_Exercise brief_: Gather every line of the records below that contains the string "emit", copying each such line in full. Case counts.

[Records of labeled boxes]
_ _ _ _ _ _ _

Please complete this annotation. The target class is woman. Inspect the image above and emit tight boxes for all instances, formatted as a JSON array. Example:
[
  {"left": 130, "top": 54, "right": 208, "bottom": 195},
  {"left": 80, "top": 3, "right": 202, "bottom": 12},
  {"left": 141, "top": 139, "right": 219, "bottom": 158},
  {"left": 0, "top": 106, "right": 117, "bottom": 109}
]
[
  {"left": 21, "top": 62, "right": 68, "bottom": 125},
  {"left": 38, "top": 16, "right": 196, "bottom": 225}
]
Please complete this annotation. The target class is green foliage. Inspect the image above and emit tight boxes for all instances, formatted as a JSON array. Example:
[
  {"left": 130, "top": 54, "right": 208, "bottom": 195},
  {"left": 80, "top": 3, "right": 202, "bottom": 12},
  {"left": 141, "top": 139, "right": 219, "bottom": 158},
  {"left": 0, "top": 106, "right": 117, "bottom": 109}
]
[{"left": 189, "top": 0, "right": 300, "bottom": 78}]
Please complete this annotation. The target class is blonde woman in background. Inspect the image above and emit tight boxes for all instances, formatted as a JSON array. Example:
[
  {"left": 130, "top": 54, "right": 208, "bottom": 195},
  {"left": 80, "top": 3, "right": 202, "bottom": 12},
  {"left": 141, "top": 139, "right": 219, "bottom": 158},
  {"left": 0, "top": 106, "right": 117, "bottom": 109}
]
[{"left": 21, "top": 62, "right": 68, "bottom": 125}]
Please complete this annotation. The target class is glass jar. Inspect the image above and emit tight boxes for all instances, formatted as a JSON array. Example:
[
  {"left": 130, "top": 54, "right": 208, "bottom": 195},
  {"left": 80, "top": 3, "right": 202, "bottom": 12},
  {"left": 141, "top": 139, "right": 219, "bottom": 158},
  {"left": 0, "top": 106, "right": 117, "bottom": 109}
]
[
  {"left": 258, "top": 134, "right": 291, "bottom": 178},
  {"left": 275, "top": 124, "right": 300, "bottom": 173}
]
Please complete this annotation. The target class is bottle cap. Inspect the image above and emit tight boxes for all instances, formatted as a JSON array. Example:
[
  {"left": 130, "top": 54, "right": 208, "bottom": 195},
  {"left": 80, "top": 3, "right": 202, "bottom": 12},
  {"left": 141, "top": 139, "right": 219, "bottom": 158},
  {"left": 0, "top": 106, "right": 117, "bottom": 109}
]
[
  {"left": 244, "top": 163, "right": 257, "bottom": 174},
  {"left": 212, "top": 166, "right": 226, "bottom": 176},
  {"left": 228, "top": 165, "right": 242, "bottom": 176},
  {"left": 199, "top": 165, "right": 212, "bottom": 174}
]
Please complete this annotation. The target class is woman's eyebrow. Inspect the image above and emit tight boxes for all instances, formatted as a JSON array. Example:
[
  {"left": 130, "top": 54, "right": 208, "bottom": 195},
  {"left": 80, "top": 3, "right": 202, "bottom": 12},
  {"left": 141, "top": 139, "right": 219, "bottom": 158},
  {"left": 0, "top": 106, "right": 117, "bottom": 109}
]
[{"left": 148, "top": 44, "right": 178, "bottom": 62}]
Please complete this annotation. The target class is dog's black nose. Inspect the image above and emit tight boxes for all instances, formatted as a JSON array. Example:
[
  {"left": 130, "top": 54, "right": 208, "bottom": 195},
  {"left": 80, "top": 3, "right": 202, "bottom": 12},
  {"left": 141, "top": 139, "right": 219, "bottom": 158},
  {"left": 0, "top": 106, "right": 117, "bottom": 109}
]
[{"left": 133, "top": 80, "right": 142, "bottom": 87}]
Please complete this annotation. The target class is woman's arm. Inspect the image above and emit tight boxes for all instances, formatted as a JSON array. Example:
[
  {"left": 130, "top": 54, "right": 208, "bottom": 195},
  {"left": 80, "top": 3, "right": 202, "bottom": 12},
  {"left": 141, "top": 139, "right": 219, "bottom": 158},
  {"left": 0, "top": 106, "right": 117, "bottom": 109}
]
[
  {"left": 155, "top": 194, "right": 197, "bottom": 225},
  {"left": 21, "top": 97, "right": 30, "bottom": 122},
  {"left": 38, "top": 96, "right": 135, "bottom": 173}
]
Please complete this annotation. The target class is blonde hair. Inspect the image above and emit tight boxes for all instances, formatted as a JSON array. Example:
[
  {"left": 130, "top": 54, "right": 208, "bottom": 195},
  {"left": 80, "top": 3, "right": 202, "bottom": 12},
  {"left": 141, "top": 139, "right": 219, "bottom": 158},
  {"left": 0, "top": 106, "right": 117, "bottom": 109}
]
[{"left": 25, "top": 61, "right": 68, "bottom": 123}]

_ _ _ _ _ _ _

_Output for this exercise_:
Please complete this annotation. The target class is woman. Inspect the image above and emit tight boxes for all instances, formatted as a JSON array. Example:
Please complete this annotation. The target class is green foliage. Inspect the image above and emit tight boxes for all instances, formatted as a JSON array. Example:
Please complete this annotation. The target class is blonde woman in background. Inspect the image above and emit tight boxes for all instances, formatted as a JSON array. Example:
Please complete this annotation. The target class is glass jar. Inspect the image above and emit tight boxes for all instances, formatted as a JSON array. Example:
Please complete this annotation. The target class is bottle cap. Inspect the image above and emit tight boxes for all instances, formatted as a JSON array. Example:
Please complete this annotation. The target class is woman's eyebrow. Inspect the image above and emit tight boxes for all instances, formatted as a JSON array. Example:
Please complete this annotation. The target class is dog's black nose. Inspect the image above and emit tight boxes for all instances, formatted as a JSON array. Example:
Please complete this annotation. The target class is woman's arm. Inspect the image above and emit tight boxes for all instances, formatted as a JSON array. Example:
Please complete this annotation. The target class is blonde hair. Inspect the image above and emit tight boxes for all instances, formatted as a JSON array. Example:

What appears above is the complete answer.